Written instruction: Can you write out all of the material below, word for word?

Items:
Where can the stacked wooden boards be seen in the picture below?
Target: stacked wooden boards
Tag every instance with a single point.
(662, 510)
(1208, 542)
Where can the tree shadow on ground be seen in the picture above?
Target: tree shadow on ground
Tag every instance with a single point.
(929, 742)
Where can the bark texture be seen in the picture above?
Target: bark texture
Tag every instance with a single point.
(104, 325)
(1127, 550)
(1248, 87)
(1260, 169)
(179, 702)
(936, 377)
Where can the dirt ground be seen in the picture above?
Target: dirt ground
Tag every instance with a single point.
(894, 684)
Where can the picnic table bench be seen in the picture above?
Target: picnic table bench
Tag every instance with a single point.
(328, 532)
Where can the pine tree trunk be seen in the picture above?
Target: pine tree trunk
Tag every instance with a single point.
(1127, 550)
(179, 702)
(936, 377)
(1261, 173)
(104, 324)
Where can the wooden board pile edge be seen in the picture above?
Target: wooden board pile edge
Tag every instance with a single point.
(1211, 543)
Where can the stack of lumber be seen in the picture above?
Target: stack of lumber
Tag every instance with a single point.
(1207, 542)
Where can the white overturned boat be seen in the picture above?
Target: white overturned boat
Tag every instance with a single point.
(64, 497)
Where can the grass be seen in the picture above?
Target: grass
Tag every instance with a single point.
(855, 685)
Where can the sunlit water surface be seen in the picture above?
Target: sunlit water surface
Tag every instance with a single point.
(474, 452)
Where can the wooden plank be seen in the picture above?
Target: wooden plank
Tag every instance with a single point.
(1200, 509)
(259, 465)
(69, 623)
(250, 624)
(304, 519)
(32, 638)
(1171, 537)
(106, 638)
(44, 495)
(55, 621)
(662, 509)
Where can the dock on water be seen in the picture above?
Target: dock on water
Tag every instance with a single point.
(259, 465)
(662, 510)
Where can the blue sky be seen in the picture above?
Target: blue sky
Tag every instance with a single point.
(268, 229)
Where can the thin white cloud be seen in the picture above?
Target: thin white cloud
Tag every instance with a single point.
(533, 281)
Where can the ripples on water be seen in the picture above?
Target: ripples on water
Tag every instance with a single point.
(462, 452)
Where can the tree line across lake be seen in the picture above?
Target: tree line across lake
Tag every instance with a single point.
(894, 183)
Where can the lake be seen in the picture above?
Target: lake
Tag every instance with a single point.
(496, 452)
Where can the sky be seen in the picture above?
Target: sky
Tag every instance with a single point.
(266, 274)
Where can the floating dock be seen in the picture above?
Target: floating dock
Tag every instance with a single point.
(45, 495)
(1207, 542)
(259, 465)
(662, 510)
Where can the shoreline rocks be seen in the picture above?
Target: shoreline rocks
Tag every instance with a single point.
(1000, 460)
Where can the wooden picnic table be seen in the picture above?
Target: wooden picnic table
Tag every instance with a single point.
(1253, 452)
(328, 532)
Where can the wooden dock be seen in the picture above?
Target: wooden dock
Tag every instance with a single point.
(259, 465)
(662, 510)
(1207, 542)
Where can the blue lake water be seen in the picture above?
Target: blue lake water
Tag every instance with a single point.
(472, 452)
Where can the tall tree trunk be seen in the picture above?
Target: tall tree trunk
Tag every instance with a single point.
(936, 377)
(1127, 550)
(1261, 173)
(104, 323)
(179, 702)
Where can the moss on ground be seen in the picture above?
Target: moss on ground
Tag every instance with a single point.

Final result:
Where can the stacked wooden boards be seen in the picture below?
Target: stacked wooden boards
Tag every instance with a single point.
(662, 510)
(1208, 542)
Where can the tree shadow on ground be seen in the picture above?
Target: tree shadow on ground
Tag every instance with a single point.
(929, 742)
Where can the bark texture be seen in the picture above?
Target: bark texture
Tag every instance with a single point.
(104, 325)
(1127, 550)
(1248, 87)
(1260, 169)
(179, 702)
(936, 377)
Where can the dirt ground be seen in the picture above?
Target: dirt ground
Tag every instance with a single point.
(894, 684)
Where can the picnic table bench be seen in the picture above?
Target: picnic table bench
Tag every instance with a single point.
(328, 532)
Where can the pine tree trunk be seen in the picture above?
Target: pine tree trunk
Tag every instance with a single point.
(1127, 550)
(179, 702)
(936, 377)
(1261, 173)
(104, 324)
Where can the wooden board pile edge be seen in the picture above?
Target: wooden board pile edge
Tag every instance with a single point.
(1211, 543)
Where can the stack of lumber be seen in the picture above?
Target: stack of lumber
Tag every instance with a single point.
(1207, 542)
Where can the white overturned boat be seen in the picture above?
Target: white overturned boat
Tag every instance with a single point.
(64, 497)
Where can the grass be seen in the picture above?
Target: grass
Tag every instance with a single point.
(855, 685)
Where can the sunlit water surface be seen in the picture above?
Target: sunlit water surface
Tag every instance with a single point.
(474, 452)
Where can the wooden plank be seen in the picture above?
Target: wooden plank
Tag every instance with a single point.
(1200, 509)
(259, 465)
(69, 623)
(250, 624)
(304, 519)
(32, 638)
(1171, 537)
(106, 638)
(44, 495)
(55, 621)
(662, 509)
Where can the dock on water be seen in the picture above?
Target: dock on water
Tag every instance with a single point.
(259, 465)
(662, 510)
Where can the blue sky be seen in the picture above?
Target: blue sky
Tag every instance with a single point.
(268, 229)
Where can the thin white cloud be seen in the picture above?
Target: thin white cloud
Tag every instance with a single point.
(533, 281)
Where can the ripples on water be seen in the picture above?
Target: ripples on water
Tag every instance with a single point.
(462, 452)
Where can the tree line across lake be seen in the picture above?
Target: tree line across lake
Tag every instance with a single point.
(894, 183)
Where can the lake be seen in the picture above?
Target: lake
Tag every instance with a single point.
(496, 452)
Where can the sky be seen in the picture above?
Target: sky
Tag every instance with a single point.
(266, 274)
Where can the floating dock be seen in the picture above?
Target: floating dock
Tag every instance with a single point.
(45, 495)
(1207, 542)
(259, 465)
(662, 510)
Where can the shoreline rocks be seen in the picture above?
Target: shoreline rocks
Tag every instance with a single point.
(1000, 460)
Where can the wooden picnic table be seen in the picture above?
Target: wooden picnic table
Tag every instance with a single point.
(1253, 452)
(328, 532)
Where can the wooden dock be seen in the picture above?
Target: wooden dock
Tag every instance with a single point.
(259, 465)
(662, 510)
(1207, 542)
Where can the blue lake water be seen in the picture above?
Target: blue lake water
Tag every instance with a single point.
(472, 452)
Where can the tall tree trunk be seen in the picture above?
Target: tall tree trunk
Tag every instance with a single point.
(936, 377)
(1127, 550)
(1261, 173)
(104, 323)
(179, 702)
Where can the moss on ground be seen in the picture above?
Target: moss on ground
Tag every instance with a single point.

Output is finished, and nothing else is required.